MATERIAL FOR THIS TASK START

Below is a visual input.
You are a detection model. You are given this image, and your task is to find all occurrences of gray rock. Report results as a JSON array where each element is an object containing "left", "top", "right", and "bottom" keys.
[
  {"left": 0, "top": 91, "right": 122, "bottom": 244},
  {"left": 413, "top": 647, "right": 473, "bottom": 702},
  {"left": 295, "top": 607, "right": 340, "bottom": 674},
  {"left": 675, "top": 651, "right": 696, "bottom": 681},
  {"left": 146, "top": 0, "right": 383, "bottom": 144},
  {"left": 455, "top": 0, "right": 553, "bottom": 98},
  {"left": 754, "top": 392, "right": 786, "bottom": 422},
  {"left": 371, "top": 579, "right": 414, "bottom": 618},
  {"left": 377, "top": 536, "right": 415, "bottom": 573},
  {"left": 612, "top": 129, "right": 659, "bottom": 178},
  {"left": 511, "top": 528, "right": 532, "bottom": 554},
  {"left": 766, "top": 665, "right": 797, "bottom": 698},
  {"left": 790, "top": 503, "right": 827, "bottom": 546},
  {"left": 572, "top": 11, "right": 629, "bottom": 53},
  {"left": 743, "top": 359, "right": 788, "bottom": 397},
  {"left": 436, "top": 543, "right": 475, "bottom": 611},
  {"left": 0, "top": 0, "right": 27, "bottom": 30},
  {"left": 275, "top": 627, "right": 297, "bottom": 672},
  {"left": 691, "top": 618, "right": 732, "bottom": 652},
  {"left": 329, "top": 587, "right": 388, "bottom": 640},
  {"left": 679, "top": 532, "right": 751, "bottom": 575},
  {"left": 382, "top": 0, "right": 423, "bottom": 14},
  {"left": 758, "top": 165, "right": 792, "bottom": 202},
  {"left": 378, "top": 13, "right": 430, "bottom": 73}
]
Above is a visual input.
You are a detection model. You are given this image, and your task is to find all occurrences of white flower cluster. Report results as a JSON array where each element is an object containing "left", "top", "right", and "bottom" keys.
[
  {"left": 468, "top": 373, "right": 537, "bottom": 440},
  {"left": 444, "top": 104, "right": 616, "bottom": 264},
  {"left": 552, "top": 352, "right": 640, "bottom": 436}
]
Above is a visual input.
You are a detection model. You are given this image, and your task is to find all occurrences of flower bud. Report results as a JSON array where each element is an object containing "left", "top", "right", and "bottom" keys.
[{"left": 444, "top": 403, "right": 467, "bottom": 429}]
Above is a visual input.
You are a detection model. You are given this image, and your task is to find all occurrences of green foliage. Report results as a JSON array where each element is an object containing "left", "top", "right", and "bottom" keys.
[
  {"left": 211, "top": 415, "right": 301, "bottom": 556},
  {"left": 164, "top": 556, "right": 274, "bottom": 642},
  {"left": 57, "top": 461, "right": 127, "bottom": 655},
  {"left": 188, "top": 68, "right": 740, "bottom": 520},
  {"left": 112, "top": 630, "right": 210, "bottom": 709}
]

MATERIAL FOR THIS TASK END

## ACTION ITEM
Reproduce each of the records word for word.

## EXERCISE RESPONSE
Below is a visual input.
You are a detection model. You are given this image, and your task is to find all occurrences of gray rock. Report results as a JSON array where each element is an object containing "left", "top", "right", and "bottom" keys.
[
  {"left": 0, "top": 91, "right": 122, "bottom": 244},
  {"left": 413, "top": 647, "right": 473, "bottom": 702},
  {"left": 295, "top": 607, "right": 340, "bottom": 674},
  {"left": 675, "top": 651, "right": 696, "bottom": 681},
  {"left": 146, "top": 0, "right": 383, "bottom": 144},
  {"left": 455, "top": 0, "right": 553, "bottom": 98},
  {"left": 754, "top": 392, "right": 786, "bottom": 422},
  {"left": 371, "top": 579, "right": 414, "bottom": 618},
  {"left": 377, "top": 536, "right": 415, "bottom": 573},
  {"left": 612, "top": 129, "right": 659, "bottom": 178},
  {"left": 511, "top": 528, "right": 532, "bottom": 554},
  {"left": 766, "top": 665, "right": 797, "bottom": 698},
  {"left": 790, "top": 503, "right": 827, "bottom": 546},
  {"left": 572, "top": 11, "right": 629, "bottom": 53},
  {"left": 743, "top": 359, "right": 788, "bottom": 397},
  {"left": 436, "top": 543, "right": 475, "bottom": 611},
  {"left": 0, "top": 0, "right": 27, "bottom": 30},
  {"left": 275, "top": 627, "right": 297, "bottom": 672},
  {"left": 691, "top": 618, "right": 732, "bottom": 652},
  {"left": 329, "top": 587, "right": 388, "bottom": 640},
  {"left": 679, "top": 532, "right": 751, "bottom": 575},
  {"left": 382, "top": 0, "right": 423, "bottom": 14},
  {"left": 758, "top": 165, "right": 792, "bottom": 202},
  {"left": 378, "top": 13, "right": 430, "bottom": 73}
]
Above is a visual input.
You are a detection model. You are given this image, and your task is to find all occurrences of white flower cluster. Report results as a JSON array where each element is an object containing "left", "top", "right", and "bottom" keys.
[
  {"left": 468, "top": 373, "right": 537, "bottom": 440},
  {"left": 444, "top": 104, "right": 616, "bottom": 264},
  {"left": 552, "top": 352, "right": 640, "bottom": 436}
]
Above is a visual input.
You are a detection model. You are given this image, and your task is to find all occurrences of flower bud. Report results as a JSON array where each element is an object containing "left", "top", "right", and "bottom" keys.
[{"left": 444, "top": 403, "right": 467, "bottom": 429}]
Above is a visual input.
You are a detection model. You are given this image, and your task is to find all occurrences of green foliage. Report results as a JSON array where each element is an object containing "left", "top", "right", and "bottom" keys.
[
  {"left": 211, "top": 415, "right": 301, "bottom": 556},
  {"left": 164, "top": 556, "right": 274, "bottom": 642},
  {"left": 57, "top": 461, "right": 127, "bottom": 655},
  {"left": 188, "top": 68, "right": 740, "bottom": 520},
  {"left": 112, "top": 630, "right": 210, "bottom": 709}
]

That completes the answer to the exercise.